PASSAGE GIVEN:
Minuscule 1813, designated by number 1813 (in the Gregory-Aland numbering), ε 3047 (Soden), is a Greek minuscule manuscript of the New Testament, written on 235 parchment leaves (22.5 by 14.9 cm). Paleografically it had been assigned to the 11th century (or 12th).

Description 

It contains a complete text of the four Gospels. It is written in a roundish cursive hand. The writing is in one column per page, in 26-27 lines per page. It contains Synaxarion and Menologion.

Text 
Kurt Aland did not place the Greek text of the codex in any Category.
According to the Claremont Profile Method it represents textual family Kr in Luke 1 and Luke 20. In Luke 10 no profile was made. It creates a pair with 966.

History 

The name of scribe was Hierotheos.
Formerly it was kept in the monastery in Soumela (Ms. 82), in Trebizond. Purchased on 1961 for $ 2 380.

Currently the codex is located in the Kenneth Willis Clark Collection of the Duke University (Gk MS 25)  at Durham.

INFORMATION SUPPLIED:
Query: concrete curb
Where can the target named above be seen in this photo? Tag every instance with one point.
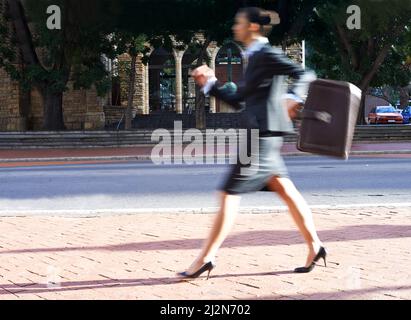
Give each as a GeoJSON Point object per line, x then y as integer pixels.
{"type": "Point", "coordinates": [149, 158]}
{"type": "Point", "coordinates": [206, 210]}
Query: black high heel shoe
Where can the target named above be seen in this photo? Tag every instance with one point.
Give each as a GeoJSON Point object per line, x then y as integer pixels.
{"type": "Point", "coordinates": [322, 254]}
{"type": "Point", "coordinates": [209, 266]}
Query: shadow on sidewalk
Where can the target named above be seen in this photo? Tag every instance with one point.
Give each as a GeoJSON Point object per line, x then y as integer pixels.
{"type": "Point", "coordinates": [30, 288]}
{"type": "Point", "coordinates": [246, 239]}
{"type": "Point", "coordinates": [125, 283]}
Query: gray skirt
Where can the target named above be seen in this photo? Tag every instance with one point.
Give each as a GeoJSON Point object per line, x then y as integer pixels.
{"type": "Point", "coordinates": [263, 165]}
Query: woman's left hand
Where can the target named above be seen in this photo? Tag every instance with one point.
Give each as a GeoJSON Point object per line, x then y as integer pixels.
{"type": "Point", "coordinates": [293, 108]}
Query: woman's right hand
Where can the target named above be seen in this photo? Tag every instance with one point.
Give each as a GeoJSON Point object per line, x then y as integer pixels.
{"type": "Point", "coordinates": [202, 74]}
{"type": "Point", "coordinates": [293, 107]}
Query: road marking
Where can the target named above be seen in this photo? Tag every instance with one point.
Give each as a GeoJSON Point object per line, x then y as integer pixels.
{"type": "Point", "coordinates": [132, 211]}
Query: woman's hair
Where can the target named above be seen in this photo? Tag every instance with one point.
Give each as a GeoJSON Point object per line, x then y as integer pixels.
{"type": "Point", "coordinates": [266, 19]}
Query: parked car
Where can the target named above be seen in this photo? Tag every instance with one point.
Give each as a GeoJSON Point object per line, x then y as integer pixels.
{"type": "Point", "coordinates": [406, 114]}
{"type": "Point", "coordinates": [384, 114]}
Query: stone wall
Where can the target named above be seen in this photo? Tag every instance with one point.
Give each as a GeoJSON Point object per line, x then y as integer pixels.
{"type": "Point", "coordinates": [82, 110]}
{"type": "Point", "coordinates": [20, 111]}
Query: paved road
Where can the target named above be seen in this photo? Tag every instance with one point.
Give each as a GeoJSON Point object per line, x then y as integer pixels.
{"type": "Point", "coordinates": [133, 185]}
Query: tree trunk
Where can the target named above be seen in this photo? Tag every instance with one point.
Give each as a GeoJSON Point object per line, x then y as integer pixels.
{"type": "Point", "coordinates": [200, 98]}
{"type": "Point", "coordinates": [361, 112]}
{"type": "Point", "coordinates": [53, 111]}
{"type": "Point", "coordinates": [131, 91]}
{"type": "Point", "coordinates": [404, 96]}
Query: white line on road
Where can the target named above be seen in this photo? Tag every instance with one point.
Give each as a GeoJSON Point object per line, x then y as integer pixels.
{"type": "Point", "coordinates": [132, 211]}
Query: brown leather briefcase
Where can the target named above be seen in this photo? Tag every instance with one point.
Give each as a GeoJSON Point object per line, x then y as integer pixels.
{"type": "Point", "coordinates": [329, 118]}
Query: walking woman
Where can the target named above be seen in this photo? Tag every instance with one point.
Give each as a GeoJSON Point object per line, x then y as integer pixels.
{"type": "Point", "coordinates": [269, 110]}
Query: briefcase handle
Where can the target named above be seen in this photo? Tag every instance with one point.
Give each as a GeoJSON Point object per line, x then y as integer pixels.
{"type": "Point", "coordinates": [316, 115]}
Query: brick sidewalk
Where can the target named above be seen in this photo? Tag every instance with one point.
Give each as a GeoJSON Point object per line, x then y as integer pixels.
{"type": "Point", "coordinates": [136, 257]}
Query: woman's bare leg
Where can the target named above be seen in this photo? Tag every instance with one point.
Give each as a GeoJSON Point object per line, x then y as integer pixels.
{"type": "Point", "coordinates": [300, 211]}
{"type": "Point", "coordinates": [223, 223]}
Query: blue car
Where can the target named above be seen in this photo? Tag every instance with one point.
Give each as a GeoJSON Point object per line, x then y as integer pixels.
{"type": "Point", "coordinates": [406, 114]}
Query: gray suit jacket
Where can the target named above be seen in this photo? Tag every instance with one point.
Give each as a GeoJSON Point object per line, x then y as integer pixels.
{"type": "Point", "coordinates": [262, 90]}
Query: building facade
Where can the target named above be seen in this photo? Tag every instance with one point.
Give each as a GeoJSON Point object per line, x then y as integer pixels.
{"type": "Point", "coordinates": [163, 85]}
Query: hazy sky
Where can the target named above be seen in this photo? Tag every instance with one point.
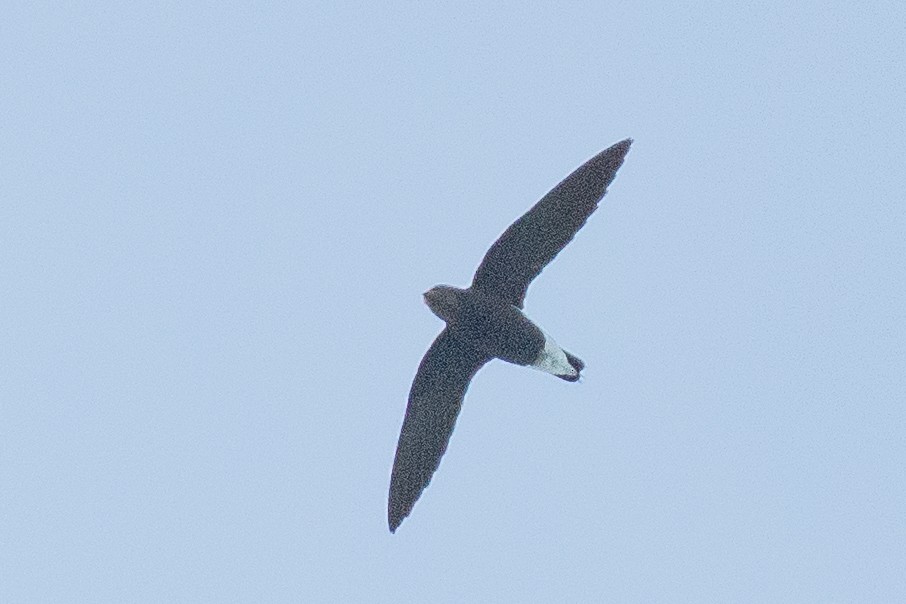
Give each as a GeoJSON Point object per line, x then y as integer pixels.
{"type": "Point", "coordinates": [216, 223]}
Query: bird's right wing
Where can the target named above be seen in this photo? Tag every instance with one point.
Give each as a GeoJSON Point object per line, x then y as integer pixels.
{"type": "Point", "coordinates": [537, 237]}
{"type": "Point", "coordinates": [434, 402]}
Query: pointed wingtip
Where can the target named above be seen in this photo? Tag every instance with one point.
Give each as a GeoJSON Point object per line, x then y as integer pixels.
{"type": "Point", "coordinates": [621, 147]}
{"type": "Point", "coordinates": [393, 523]}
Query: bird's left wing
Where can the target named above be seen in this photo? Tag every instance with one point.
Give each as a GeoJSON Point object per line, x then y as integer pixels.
{"type": "Point", "coordinates": [434, 402]}
{"type": "Point", "coordinates": [531, 242]}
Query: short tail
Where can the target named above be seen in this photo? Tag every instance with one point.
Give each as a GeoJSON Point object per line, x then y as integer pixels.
{"type": "Point", "coordinates": [577, 364]}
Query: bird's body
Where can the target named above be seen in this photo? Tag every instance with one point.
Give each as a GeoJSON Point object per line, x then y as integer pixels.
{"type": "Point", "coordinates": [486, 321]}
{"type": "Point", "coordinates": [500, 330]}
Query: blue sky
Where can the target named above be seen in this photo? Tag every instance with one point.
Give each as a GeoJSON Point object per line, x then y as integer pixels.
{"type": "Point", "coordinates": [217, 222]}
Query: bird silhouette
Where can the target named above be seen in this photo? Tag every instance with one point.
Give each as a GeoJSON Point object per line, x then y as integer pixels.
{"type": "Point", "coordinates": [485, 321]}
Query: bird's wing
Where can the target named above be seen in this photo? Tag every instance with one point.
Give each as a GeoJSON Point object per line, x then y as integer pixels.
{"type": "Point", "coordinates": [434, 402]}
{"type": "Point", "coordinates": [537, 237]}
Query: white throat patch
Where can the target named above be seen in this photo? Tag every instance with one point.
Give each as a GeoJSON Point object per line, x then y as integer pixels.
{"type": "Point", "coordinates": [553, 360]}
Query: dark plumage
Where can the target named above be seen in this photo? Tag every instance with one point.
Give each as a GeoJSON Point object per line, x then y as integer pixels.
{"type": "Point", "coordinates": [485, 321]}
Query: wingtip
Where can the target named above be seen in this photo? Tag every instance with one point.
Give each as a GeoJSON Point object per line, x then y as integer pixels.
{"type": "Point", "coordinates": [621, 147]}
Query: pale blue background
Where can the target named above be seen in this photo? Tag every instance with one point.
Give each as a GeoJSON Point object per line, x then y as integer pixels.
{"type": "Point", "coordinates": [217, 222]}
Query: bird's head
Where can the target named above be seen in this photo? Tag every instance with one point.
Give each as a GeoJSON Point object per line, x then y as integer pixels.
{"type": "Point", "coordinates": [444, 301]}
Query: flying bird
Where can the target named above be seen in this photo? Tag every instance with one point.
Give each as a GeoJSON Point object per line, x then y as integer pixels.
{"type": "Point", "coordinates": [485, 321]}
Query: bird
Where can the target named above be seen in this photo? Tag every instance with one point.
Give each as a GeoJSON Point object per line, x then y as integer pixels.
{"type": "Point", "coordinates": [486, 321]}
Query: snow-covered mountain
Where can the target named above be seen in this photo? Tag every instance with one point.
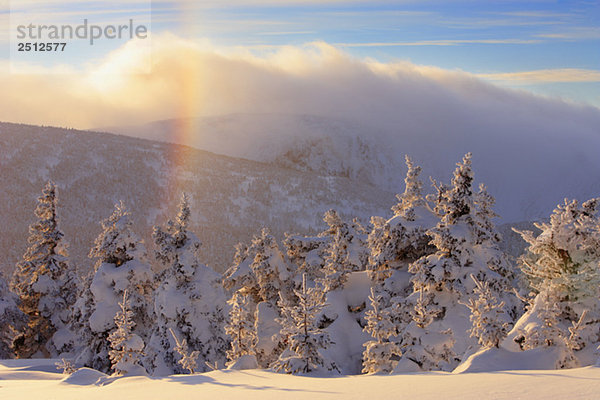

TASKS:
#1 Using the passage on Minuscule 1813, answer each question on its own line:
(a) On how many parchment leaves is the manuscript written?
(b) How many lines per page does the writing have?
(c) What was the name of the scribe?
#2 Extend the passage on Minuscule 1813 with new text that follows its final sentence.

ANSWERS PROVIDED:
#1
(a) 235
(b) 26-27
(c) Hierotheos

#2
See also 
 List of New Testament minuscules (1001-2000)
 Biblical manuscripts
 Textual criticism

References

Further reading 

 Kurt Treu, Die Griechischen Handschriften des Neuen Testaments in der USSR; eine systematische Auswertung des Texthandschriften in Leningrad, Moskau, Kiev, Odessa, Tbilisi und Erevan, T & U 91 (Berlin: 1966), p. 325. 
 Hermann von Soden, Die Schriften des Neues Testament in ihrer altesten erreichbaren Textgestalt (Berlin, 1907), p. 191.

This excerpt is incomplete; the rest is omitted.